#### Aim of the exercise
Print every line of the material below without changing anything.

Source records:
━━━━━━━━
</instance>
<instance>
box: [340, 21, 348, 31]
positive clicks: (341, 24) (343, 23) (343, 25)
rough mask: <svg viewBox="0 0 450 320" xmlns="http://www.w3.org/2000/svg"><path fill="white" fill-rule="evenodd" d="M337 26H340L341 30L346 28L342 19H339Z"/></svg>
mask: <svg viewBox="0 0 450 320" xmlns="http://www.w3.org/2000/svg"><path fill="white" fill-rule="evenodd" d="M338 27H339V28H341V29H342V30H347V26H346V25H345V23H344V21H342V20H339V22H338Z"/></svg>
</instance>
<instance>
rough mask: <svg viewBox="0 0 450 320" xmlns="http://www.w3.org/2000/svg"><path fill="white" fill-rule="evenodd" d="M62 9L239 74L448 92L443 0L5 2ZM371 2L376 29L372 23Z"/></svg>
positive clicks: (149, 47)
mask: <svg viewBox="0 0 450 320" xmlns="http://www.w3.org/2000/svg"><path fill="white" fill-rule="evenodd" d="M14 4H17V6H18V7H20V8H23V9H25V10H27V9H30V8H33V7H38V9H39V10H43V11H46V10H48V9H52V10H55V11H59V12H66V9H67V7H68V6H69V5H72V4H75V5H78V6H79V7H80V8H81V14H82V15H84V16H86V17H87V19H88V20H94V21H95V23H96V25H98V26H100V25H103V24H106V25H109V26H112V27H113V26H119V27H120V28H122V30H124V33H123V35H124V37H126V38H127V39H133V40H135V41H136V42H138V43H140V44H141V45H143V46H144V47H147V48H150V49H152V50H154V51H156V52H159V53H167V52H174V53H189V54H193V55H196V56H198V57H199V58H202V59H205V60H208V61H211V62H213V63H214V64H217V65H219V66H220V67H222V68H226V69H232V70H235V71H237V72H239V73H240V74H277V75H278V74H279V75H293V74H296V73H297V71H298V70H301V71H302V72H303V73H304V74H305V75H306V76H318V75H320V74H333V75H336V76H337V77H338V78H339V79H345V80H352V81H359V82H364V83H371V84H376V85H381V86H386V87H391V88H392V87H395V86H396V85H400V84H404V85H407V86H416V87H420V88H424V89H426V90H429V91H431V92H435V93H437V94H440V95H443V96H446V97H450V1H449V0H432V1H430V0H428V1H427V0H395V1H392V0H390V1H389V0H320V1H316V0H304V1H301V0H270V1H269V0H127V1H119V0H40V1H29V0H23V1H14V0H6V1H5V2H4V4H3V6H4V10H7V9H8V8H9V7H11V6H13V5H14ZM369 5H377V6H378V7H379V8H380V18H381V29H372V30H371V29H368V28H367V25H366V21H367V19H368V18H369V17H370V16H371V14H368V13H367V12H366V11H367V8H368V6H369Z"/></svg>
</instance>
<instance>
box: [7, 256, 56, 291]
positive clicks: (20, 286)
━━━━━━━━
#### Exercise answer
</instance>
<instance>
box: [340, 21, 348, 31]
positive clicks: (341, 24) (343, 23) (343, 25)
rough mask: <svg viewBox="0 0 450 320" xmlns="http://www.w3.org/2000/svg"><path fill="white" fill-rule="evenodd" d="M337 26H340L341 30L346 28L342 19H339Z"/></svg>
mask: <svg viewBox="0 0 450 320" xmlns="http://www.w3.org/2000/svg"><path fill="white" fill-rule="evenodd" d="M338 27H339V28H341V29H342V30H347V26H346V25H345V23H344V21H342V20H339V22H338Z"/></svg>
</instance>
<instance>
rough mask: <svg viewBox="0 0 450 320" xmlns="http://www.w3.org/2000/svg"><path fill="white" fill-rule="evenodd" d="M62 9L239 74L448 92L443 0L5 2ZM371 2L376 29L372 23Z"/></svg>
positive clicks: (149, 47)
mask: <svg viewBox="0 0 450 320" xmlns="http://www.w3.org/2000/svg"><path fill="white" fill-rule="evenodd" d="M14 4H17V6H18V7H20V8H23V9H25V10H27V9H30V8H33V7H38V9H39V10H43V11H46V10H48V9H52V10H55V11H59V12H66V9H67V7H68V6H69V5H72V4H75V5H78V6H79V7H80V8H81V14H82V15H84V16H86V17H87V19H88V20H94V21H95V23H96V25H98V26H100V25H103V24H106V25H109V26H112V27H113V26H119V27H120V28H122V30H124V33H123V35H124V37H126V38H127V39H133V40H135V41H136V42H138V43H140V44H141V45H143V46H144V47H147V48H150V49H152V50H154V51H156V52H159V53H167V52H174V53H189V54H193V55H196V56H198V57H199V58H202V59H205V60H208V61H211V62H213V63H214V64H217V65H219V66H220V67H222V68H226V69H232V70H235V71H237V72H239V73H240V74H277V75H278V74H279V75H293V74H296V73H297V71H298V70H301V71H302V72H303V73H304V74H305V75H306V76H318V75H320V74H333V75H336V76H337V77H338V78H339V79H345V80H352V81H359V82H364V83H371V84H376V85H381V86H386V87H391V88H392V87H395V86H396V85H400V84H404V85H407V86H416V87H420V88H424V89H426V90H429V91H431V92H435V93H437V94H440V95H443V96H446V97H450V1H449V0H432V1H430V0H428V1H427V0H395V1H392V0H390V1H389V0H320V1H316V0H304V1H301V0H270V1H269V0H127V1H119V0H40V1H29V0H23V1H14V0H6V1H5V2H4V4H3V6H4V10H7V9H8V8H9V7H11V6H13V5H14ZM369 5H377V6H378V7H379V8H380V18H381V29H372V30H371V29H368V28H367V25H366V21H367V19H368V18H369V17H370V16H371V14H368V13H367V12H366V11H367V8H368V6H369Z"/></svg>
</instance>
<instance>
box: [7, 256, 56, 291]
positive clicks: (20, 286)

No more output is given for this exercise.